> **Exercise**: Output the data word for word, dropping every image.

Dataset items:
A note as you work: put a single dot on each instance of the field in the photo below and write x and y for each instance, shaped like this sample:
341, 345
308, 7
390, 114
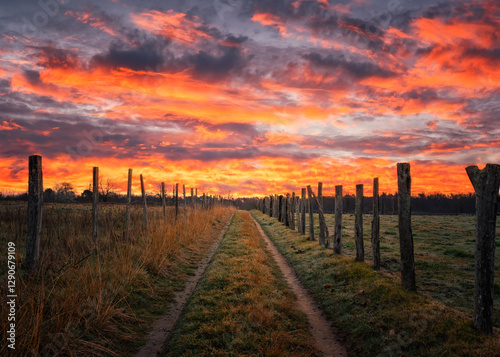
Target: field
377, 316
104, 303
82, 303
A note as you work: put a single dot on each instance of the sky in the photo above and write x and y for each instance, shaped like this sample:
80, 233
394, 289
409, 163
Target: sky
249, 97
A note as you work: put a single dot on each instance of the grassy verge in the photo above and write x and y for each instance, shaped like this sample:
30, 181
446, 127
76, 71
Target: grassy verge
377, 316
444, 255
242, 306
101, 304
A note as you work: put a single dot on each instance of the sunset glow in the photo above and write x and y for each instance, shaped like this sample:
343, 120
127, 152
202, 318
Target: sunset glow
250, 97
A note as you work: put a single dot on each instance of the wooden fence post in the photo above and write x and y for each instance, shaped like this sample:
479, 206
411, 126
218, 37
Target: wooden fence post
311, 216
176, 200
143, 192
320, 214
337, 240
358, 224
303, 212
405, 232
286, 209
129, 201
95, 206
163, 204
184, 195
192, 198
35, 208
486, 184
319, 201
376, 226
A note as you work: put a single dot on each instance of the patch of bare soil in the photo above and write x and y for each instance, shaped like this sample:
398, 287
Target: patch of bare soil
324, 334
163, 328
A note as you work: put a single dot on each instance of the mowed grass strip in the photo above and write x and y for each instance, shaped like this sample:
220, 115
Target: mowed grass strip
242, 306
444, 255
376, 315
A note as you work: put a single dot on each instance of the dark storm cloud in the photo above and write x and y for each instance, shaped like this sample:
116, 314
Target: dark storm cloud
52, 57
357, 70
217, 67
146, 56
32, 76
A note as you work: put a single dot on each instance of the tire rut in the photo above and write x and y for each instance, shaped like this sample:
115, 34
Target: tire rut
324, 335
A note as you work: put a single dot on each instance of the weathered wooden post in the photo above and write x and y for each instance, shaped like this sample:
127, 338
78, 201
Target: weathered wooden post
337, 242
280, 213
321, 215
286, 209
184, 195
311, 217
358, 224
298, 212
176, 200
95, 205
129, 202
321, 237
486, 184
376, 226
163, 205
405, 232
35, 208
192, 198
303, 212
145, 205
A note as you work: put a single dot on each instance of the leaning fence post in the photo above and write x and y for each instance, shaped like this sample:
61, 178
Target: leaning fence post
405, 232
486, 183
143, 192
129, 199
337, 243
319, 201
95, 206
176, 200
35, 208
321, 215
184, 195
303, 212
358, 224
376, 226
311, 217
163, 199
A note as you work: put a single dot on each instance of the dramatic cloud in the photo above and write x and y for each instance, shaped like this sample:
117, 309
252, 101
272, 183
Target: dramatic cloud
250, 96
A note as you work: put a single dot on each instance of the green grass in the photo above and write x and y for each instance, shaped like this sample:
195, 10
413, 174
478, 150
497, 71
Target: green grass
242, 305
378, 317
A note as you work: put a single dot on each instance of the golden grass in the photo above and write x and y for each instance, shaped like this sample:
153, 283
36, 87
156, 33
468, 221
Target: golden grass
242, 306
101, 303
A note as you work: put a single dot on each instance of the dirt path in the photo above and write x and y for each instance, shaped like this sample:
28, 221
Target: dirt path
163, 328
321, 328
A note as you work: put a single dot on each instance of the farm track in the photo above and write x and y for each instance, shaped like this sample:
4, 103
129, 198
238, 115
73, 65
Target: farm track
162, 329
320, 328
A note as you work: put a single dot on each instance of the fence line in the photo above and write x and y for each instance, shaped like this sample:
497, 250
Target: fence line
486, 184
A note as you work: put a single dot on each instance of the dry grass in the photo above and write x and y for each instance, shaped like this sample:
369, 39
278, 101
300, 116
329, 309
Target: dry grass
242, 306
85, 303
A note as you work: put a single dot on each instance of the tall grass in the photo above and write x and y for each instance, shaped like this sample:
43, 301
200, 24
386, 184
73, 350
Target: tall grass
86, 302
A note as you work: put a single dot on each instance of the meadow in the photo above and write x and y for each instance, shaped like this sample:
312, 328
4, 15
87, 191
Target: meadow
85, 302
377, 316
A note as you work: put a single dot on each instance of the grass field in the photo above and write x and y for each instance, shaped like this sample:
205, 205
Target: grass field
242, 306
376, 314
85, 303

> **Task result**:
A note as you work: put a single dot on each instance of the field in the photo below and write x and y for each instance, shaped like this sample:
341, 345
308, 7
390, 114
Target: field
377, 316
104, 303
82, 303
A note as you work: put a single dot on each instance of the sky in the photo above and write x and y for each instance, shaped like this sample:
80, 233
394, 289
409, 163
Target: sky
249, 97
A note as you work: put a single dot on each instance of the grassy verge in the photo above and write x and y for each instance, shaped like this sample:
30, 181
446, 127
76, 71
Target: grassy verge
377, 316
444, 255
242, 306
101, 304
A note as you work: put a single dot on each instance of the sunset glow in the photo above and write x and y for each instance, shaped like this sample:
343, 120
127, 152
202, 318
Target: sunset glow
250, 97
A note as you work: put a single dot on each instance of the wooden fence post in the photo above and write x and y for each instance, shaped like this sample:
479, 206
411, 126
218, 37
Target: wooden fence post
311, 216
176, 200
143, 192
320, 214
337, 240
358, 224
303, 212
405, 232
286, 209
129, 201
95, 206
163, 204
184, 195
192, 198
35, 208
486, 184
319, 201
376, 226
A note as you work: put a single dot on each instance of the patch of bare soil in the photo above and write x and y for each instance, shaped like this sample:
398, 287
Target: patch of bare soil
324, 334
163, 328
A note as you work: put a single dot on each instance of the mowed grass strip in the photo above and write x and y for each instance, shaped like this sample:
220, 115
Target: mowed grass strip
242, 306
444, 255
376, 315
A note as you work: put a single dot on each instance of the dark storm cloud in the photo above and write x and y for each instance, shaped like this sample:
116, 314
Target: dark storm cloud
52, 57
357, 70
217, 67
146, 56
32, 76
A note as you work: put a single dot on each instance of the tire rut in the photo above and write x and y for each instance, shaped like this sample:
115, 34
Target: tire rut
324, 335
A note as you work: put a single dot on each instance of the weathered wooden post in the photo above and write x and y for each instance, shaped like this sample:
127, 338
78, 201
Target: weathered wooden post
337, 242
280, 213
321, 215
286, 209
184, 195
311, 217
358, 224
298, 212
176, 200
95, 205
129, 202
321, 237
486, 184
376, 226
163, 205
405, 232
35, 208
192, 198
303, 212
145, 205
A note as you work: put a single dot on each instance of the leaning fence post in the photo above and write x and y for each instance, shaped like this sample:
61, 178
Target: leaning fence post
405, 232
486, 183
143, 192
129, 199
337, 243
319, 201
95, 206
176, 200
35, 208
321, 215
184, 195
303, 212
358, 224
376, 226
311, 217
163, 199
A note as you work: put a single dot on each instance of the dramatic cloud in the photo above and write x and y for each instance, shaped like this sample:
117, 309
252, 101
272, 183
Target: dramatic cloud
250, 96
A note as you work: put a single dot on each instance of the green grass in the photo above and write x and y for each instance, shaped like this sample:
195, 10
413, 174
478, 150
497, 71
Target: green grass
242, 305
378, 317
A note as you work: put a single dot on each instance of the golden grass in the photo above and write x and y for each instance, shaped like this sample:
153, 283
36, 87
156, 33
468, 221
Target: golden grass
242, 306
101, 303
A note as you work: put a single dot on each instance of the dirt path in the photo above and write x and y for each instance, shaped like this sample:
28, 221
Target: dirt path
163, 328
321, 328
A note as you work: put a single dot on each instance of the farm track in the photo above and write x and y for each instance, shaped like this sample:
4, 103
129, 198
238, 115
73, 65
Target: farm track
162, 329
320, 328
A note as you work: put a single dot on each instance of the fence line in the photo above and write x and y for each instance, shaped like this sample:
497, 250
Target: fence line
486, 184
A note as you work: put a single dot on each instance of the dry grass in the photo above and write x and y for each instance, shaped like this sample:
369, 39
278, 101
300, 116
329, 309
Target: dry grass
242, 306
85, 303
A note as you work: put a single dot on each instance of the tall grass in the photo above and write x and y for each instance, shaped like this sample:
43, 301
200, 24
386, 184
73, 350
Target: tall grass
86, 302
A note as you work: put a single dot on each instance of the meadow in the photo above and write x and y for each instance, shaped like this sample:
312, 328
4, 15
87, 191
Target: meadow
85, 302
377, 316
A note as you work: put a single dot on each instance of the grass field in the photo above and write x and y for each instance, shaped like this sample:
205, 205
Target: grass field
242, 306
376, 314
85, 303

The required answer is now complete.